Input material: Begin

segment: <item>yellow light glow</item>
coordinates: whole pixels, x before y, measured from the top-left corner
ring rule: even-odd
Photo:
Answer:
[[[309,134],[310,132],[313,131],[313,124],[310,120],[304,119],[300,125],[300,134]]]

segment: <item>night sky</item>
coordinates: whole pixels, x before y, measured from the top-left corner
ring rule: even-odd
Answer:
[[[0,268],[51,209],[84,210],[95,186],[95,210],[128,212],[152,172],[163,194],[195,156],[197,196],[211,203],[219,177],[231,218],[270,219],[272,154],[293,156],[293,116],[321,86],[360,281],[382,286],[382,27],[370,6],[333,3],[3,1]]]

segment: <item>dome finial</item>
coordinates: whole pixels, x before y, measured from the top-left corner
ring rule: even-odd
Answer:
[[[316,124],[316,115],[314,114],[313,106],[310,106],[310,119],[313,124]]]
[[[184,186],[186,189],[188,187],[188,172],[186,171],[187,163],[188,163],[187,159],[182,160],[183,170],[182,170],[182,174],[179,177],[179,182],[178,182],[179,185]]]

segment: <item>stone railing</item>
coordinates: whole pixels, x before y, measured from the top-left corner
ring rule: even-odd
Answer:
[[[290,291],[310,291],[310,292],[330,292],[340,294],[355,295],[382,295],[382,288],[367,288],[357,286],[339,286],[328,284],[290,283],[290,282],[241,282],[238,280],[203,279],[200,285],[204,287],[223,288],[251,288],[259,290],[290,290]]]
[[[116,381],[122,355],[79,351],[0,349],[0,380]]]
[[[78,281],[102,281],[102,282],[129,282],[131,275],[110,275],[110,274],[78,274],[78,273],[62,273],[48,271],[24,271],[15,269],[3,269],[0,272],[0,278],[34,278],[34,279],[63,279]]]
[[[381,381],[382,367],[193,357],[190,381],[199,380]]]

Input material: End

What needs to be done: All of the entries above should be transcribed exactly, line for line.

Exercise solution:
segment: <item>yellow light glow</item>
coordinates: whole pixels, x before y, measured from the top-left corner
ring rule: even-odd
Photo:
Answer:
[[[309,134],[310,132],[313,131],[313,124],[310,120],[304,119],[300,125],[300,134]]]

segment: <item>night sky</item>
coordinates: whole pixels, x before y, measured from the top-left corner
ring rule: even-odd
Answer:
[[[0,268],[51,209],[84,210],[95,186],[95,210],[128,212],[152,172],[163,194],[195,156],[197,196],[211,203],[219,177],[231,218],[270,219],[272,154],[293,156],[293,116],[321,86],[360,281],[382,286],[382,27],[370,6],[333,3],[3,1]]]

segment: <item>dome finial</item>
coordinates: whole pixels, x before y, measured from the top-left corner
ring rule: even-odd
Answer:
[[[316,124],[316,115],[314,114],[313,106],[310,106],[310,119],[313,124]]]
[[[184,186],[186,189],[188,187],[188,172],[186,171],[187,163],[188,163],[187,159],[182,160],[183,170],[182,170],[182,174],[179,177],[179,182],[178,182],[179,185]]]

segment: <item>stone railing</item>
coordinates: whole pixels, x before y, measured from the top-left corner
ring rule: even-odd
Answer:
[[[290,291],[310,291],[310,292],[330,292],[340,294],[355,295],[382,295],[382,288],[367,288],[357,286],[339,286],[328,284],[290,283],[290,282],[241,282],[238,280],[203,279],[200,285],[204,287],[223,288],[251,288],[259,290],[290,290]]]
[[[116,381],[122,355],[79,351],[0,349],[0,380]]]
[[[78,281],[102,281],[102,282],[129,282],[131,275],[110,275],[110,274],[78,274],[78,273],[62,273],[48,271],[24,271],[15,269],[3,269],[0,272],[0,278],[34,278],[34,279],[63,279]]]
[[[381,381],[382,367],[193,357],[190,381],[199,380]]]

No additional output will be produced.